Write out the whole listing exactly as it stands.
☆ ☆ ☆ ☆
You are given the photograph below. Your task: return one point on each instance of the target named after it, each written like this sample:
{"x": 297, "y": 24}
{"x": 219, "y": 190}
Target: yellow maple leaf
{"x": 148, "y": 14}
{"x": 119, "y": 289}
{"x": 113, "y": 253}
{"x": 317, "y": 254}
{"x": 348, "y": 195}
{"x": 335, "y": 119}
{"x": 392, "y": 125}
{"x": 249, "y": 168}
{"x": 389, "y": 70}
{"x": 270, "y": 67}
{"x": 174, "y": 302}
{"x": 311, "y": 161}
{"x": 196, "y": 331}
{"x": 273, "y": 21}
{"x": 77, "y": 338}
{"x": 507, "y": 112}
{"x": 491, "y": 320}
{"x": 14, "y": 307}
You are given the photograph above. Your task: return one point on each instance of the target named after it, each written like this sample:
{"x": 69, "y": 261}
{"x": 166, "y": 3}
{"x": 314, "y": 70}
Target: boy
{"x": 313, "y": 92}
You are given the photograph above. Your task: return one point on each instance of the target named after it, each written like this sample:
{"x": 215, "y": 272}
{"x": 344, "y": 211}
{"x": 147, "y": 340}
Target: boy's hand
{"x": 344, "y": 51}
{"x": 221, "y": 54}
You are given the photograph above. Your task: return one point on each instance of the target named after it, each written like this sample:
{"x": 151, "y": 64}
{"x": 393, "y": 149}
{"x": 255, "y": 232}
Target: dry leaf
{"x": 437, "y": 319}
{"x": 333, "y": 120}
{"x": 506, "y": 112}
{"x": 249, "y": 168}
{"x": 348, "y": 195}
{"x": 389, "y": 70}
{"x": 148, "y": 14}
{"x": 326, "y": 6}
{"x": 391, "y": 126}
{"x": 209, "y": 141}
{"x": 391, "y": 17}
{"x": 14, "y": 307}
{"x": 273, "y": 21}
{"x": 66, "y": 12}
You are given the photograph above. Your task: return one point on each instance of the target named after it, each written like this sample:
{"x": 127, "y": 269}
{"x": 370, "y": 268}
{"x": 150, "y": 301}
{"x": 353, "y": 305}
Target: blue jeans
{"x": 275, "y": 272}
☆ ☆ ☆ ☆
Result below:
You are given the photograph below. Your task: return one point on each instance of the target named after it, each written like this sample:
{"x": 297, "y": 24}
{"x": 219, "y": 190}
Target: yellow maple leaf
{"x": 148, "y": 14}
{"x": 119, "y": 289}
{"x": 113, "y": 253}
{"x": 317, "y": 254}
{"x": 348, "y": 195}
{"x": 335, "y": 119}
{"x": 392, "y": 125}
{"x": 249, "y": 168}
{"x": 389, "y": 70}
{"x": 270, "y": 67}
{"x": 174, "y": 302}
{"x": 311, "y": 161}
{"x": 196, "y": 331}
{"x": 273, "y": 21}
{"x": 77, "y": 338}
{"x": 507, "y": 112}
{"x": 491, "y": 320}
{"x": 14, "y": 307}
You are given the photograph above. Your task: return one point on each instance of the target named after it, each written like this sample:
{"x": 69, "y": 261}
{"x": 166, "y": 3}
{"x": 314, "y": 70}
Target: boy
{"x": 313, "y": 92}
You are given the photograph above. Your task: return one point on each instance of the target named after it, each written like this sample:
{"x": 215, "y": 272}
{"x": 344, "y": 211}
{"x": 147, "y": 340}
Target: boy's hand
{"x": 344, "y": 51}
{"x": 221, "y": 54}
You are given the photograph above. Your task: return one point on each instance of the target named after it, each written like this sample:
{"x": 151, "y": 64}
{"x": 393, "y": 149}
{"x": 255, "y": 232}
Target: dry leaf
{"x": 437, "y": 319}
{"x": 333, "y": 120}
{"x": 506, "y": 112}
{"x": 249, "y": 168}
{"x": 348, "y": 195}
{"x": 389, "y": 70}
{"x": 148, "y": 14}
{"x": 326, "y": 6}
{"x": 391, "y": 126}
{"x": 209, "y": 141}
{"x": 391, "y": 17}
{"x": 14, "y": 307}
{"x": 273, "y": 21}
{"x": 66, "y": 12}
You are given the photograph above. Your task: return one point on each instance of the target named after it, each written like this sample:
{"x": 127, "y": 269}
{"x": 370, "y": 268}
{"x": 150, "y": 301}
{"x": 353, "y": 305}
Target: blue jeans
{"x": 275, "y": 272}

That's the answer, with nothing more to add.